▸ **Problem to work on**: Would you mind restating all of the records word for word, skipping the pictures?

**********

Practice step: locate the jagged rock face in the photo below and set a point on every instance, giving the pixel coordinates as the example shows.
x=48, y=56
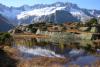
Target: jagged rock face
x=4, y=26
x=57, y=12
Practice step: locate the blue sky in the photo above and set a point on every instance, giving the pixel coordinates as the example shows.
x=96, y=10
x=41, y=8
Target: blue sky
x=89, y=4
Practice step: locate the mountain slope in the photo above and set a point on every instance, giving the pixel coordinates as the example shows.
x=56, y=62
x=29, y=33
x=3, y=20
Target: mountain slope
x=4, y=26
x=44, y=12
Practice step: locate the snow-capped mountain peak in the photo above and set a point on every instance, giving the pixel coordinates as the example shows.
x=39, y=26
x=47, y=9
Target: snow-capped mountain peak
x=47, y=12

**********

▸ **Result for this task**:
Practice step: locate the jagged rock face in the photo below and set a point on every instance, giving the pixel coordinates as the example shows.
x=48, y=56
Target: jagged rock face
x=4, y=26
x=57, y=12
Practice step: locate the blue sky in the photo above and set a point on every instance, giving the pixel coordinates as the example shows.
x=96, y=10
x=41, y=8
Target: blue sky
x=89, y=4
Practice step: locate the mountain slope in the photo above and set a point on every instance, giving the pixel coordinates as the example shows.
x=56, y=62
x=29, y=33
x=3, y=20
Target: mountain slope
x=4, y=26
x=44, y=12
Practice step: locate the snow-capped mountain peak in the photo above and set a point on every instance, giving the pixel coordinates as the example shows.
x=39, y=26
x=47, y=9
Target: snow-capped mountain peak
x=47, y=12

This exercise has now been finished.